Document section:
How to Invest In Public Mutual Trust

HOW TO BUY, SELL OR SWITCH UNITS OF FUNDS
Read and Understand the Prospectus of the Fund(s)
Firstly, get a copy or download the Master Prospectus from our site. The Master Prospectus will describe all aspects regarding the fund(s), ie; the investment objective, distribution policy, portfolio risk, fees and charges etc. You may also access the interim and annual reports of each fund from our site.
How to open an account
You may complete an Application Form which is attached in the Prospectus. If you are opening a new account, most of our unit trust require a minimum RM1,000 to start.
You may enclose cash or cheque together with your application form. Cheques must be made payable to Public Mutual Berhad.
For EPF members investment scheme application, the KWSP 9F (AHL) is required to be completed and submitted along with the Application Form.
Please bear in mind that you will require the assistance of a servicing agent on opening a new account. The servicing agent will help submit your application form and initial investment to Head Office or branch office or via our collecting centres for processing.
Once you have completed the Application form submit together with a cheque made out to Public Mutual Berhad, to our Head Office via our Public Bank collection centres. You are considered to be a unitholder of your selected fund upon your banking-in and acceptance of first investment with us. Please ensure that you retain the bank-in slip issue by the bank for future reference.
How to Invest Regularly to Your Investment Account
You may add on to your existing investments as and when you wish, or on a regular basis. The minimum additional investment for most of our unit trust is RM100. You may make your investments at our Head Office, branch offices or at Public Bank and Public Finance branches or at any of our collection centres throughout Malaysia.

Dataset content:

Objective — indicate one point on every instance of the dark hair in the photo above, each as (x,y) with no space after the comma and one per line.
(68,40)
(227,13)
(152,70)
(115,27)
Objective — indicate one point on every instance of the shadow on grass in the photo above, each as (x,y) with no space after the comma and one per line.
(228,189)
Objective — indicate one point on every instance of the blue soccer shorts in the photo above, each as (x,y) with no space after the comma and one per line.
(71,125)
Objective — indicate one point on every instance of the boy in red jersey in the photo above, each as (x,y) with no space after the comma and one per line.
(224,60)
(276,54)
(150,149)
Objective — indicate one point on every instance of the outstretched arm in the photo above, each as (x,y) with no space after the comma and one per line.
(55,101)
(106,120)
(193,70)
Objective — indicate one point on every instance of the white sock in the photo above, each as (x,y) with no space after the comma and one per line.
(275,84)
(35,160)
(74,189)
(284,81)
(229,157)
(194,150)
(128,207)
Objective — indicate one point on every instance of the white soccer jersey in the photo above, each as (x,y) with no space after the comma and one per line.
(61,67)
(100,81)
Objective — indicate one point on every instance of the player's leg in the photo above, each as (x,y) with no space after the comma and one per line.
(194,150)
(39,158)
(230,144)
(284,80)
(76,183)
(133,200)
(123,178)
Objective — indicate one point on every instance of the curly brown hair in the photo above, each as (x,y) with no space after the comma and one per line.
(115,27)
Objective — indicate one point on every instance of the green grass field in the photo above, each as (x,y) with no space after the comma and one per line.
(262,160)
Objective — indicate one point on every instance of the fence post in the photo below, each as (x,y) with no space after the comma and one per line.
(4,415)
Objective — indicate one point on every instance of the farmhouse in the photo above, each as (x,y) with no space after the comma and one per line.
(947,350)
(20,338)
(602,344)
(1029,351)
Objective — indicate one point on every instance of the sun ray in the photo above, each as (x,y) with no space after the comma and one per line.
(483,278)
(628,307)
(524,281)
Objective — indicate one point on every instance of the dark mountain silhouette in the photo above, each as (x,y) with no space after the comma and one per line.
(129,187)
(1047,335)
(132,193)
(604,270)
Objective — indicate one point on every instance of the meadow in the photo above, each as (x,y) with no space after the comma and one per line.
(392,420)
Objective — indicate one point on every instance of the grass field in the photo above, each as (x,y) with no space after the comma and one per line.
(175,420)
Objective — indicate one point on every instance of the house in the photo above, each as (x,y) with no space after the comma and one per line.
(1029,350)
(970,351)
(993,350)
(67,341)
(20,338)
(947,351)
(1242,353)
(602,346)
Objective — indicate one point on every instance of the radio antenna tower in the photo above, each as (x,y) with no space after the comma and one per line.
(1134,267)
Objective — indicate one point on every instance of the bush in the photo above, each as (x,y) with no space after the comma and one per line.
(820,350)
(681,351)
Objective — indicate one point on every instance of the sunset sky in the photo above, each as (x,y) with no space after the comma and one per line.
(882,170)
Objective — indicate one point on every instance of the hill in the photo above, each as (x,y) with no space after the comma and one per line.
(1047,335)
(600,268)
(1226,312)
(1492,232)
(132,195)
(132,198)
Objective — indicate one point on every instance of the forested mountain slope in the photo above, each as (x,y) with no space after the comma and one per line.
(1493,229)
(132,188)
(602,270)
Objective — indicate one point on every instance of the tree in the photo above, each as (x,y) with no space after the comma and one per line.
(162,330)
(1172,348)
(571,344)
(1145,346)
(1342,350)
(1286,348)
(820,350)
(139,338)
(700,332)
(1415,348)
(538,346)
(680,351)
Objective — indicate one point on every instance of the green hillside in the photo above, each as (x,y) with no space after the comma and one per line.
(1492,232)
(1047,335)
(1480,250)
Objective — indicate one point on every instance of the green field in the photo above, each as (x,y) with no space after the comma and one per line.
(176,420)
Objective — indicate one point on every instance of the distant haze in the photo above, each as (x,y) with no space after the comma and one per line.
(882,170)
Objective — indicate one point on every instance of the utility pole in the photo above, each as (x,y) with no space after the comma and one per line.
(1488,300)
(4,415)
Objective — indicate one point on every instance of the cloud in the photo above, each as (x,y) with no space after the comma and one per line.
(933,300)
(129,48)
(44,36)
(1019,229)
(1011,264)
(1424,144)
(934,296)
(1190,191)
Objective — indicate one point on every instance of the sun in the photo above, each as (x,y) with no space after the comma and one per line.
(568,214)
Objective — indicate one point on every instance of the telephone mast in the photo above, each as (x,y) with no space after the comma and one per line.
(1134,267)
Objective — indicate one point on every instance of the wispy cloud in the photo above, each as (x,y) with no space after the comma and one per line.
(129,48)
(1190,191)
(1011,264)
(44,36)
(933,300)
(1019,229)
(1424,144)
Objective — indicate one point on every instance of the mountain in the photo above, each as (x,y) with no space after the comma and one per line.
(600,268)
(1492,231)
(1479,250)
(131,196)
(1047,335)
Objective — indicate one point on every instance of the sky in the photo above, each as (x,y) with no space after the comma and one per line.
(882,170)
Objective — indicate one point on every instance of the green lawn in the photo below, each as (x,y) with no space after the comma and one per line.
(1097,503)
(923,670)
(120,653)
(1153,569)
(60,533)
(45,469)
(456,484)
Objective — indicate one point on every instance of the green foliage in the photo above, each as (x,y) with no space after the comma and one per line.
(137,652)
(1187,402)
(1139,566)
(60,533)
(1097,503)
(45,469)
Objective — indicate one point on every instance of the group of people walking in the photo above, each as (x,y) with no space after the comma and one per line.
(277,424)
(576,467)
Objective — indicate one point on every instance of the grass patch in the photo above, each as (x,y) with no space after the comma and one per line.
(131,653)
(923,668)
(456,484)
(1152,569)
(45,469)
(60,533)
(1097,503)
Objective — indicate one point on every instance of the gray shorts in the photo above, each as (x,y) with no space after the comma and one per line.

Stated problem:
Continue the guide to investing in Public Mutual unit trusts from the point where it stops.

Exercise output:
To elect to invest on a regular basis, you may arrange a Bank Standing Instructions with Public Bank, Public Finance, Maybank Autodebit or Bank Simpanan Nasional. Want to know more about the benefits of regular investment strategy or "dollar-cost averaging" ?
" The Principle of Dollar-Cost Averaging involves a disciplined regular investment technique, which may be applied to maximum effect in unit trust investing. All that an investor has to do is to invest a regular (monthly) sum of money with a selected unit trust fund over a period of time in order to arrive at his target principal investment amount at the end of that period. This way, he does not have to worry about market timing, or where shares prices or interest rates are headed. His regular investment amount will buy his less when the market is up, and more when the market is down. He may be accumulating the units at their lowest average price over the period."
Exercise of Cooling-off Right
The request to exercise your cooling-off right must be submitted either to the Public Mutual Head Office, or to any of its branch offices within 6 business days from the date of the application form (deemed to be the date of depositing of investment monies into the collection accounts of Public Mutual). You will be paid a full refund of your investment principal within 10 days from the date of exercise of this cooling-off right.
For EPF unitholders, the cooling-off period shall begin from the date of the application form (deemed to be the date of acceptance of the application form by Public Mutual).
Corporates or institutions, staff of the Manager and persons/agents registered to deal in its unit trust funds are not entitled to the cooling-off right.
Under the cooling-off request, the refund for every unit held by the unitholder will be the sum total of :
a) the NAV of unit on the day the units were first purchased; and
b) the sales charge per unit imposed on the day the units were purchased.
Exercise of Repurchase, Switching and Transfer of Units
Repurchase
Should you decide to either partially or fully redeem your units, you may contact either your nearest Public Mutual branch office or Public Mutual Head Office for a copy of the "Request For Repurchase" Form. Complete the form and submit to Public Mutual Head Office or its branches. You will be paid the repurchase proceeds within 10 days from our receipt of your repurchase request.
Switching
You may move your investments between funds in response to changing financial goals or market conditions by contacting either your nearest Public Mutual branch office or Public Mutual Head Office for a copy of the "Request For Switching" Form. Complete and submit the form to our Head Office or a branch office.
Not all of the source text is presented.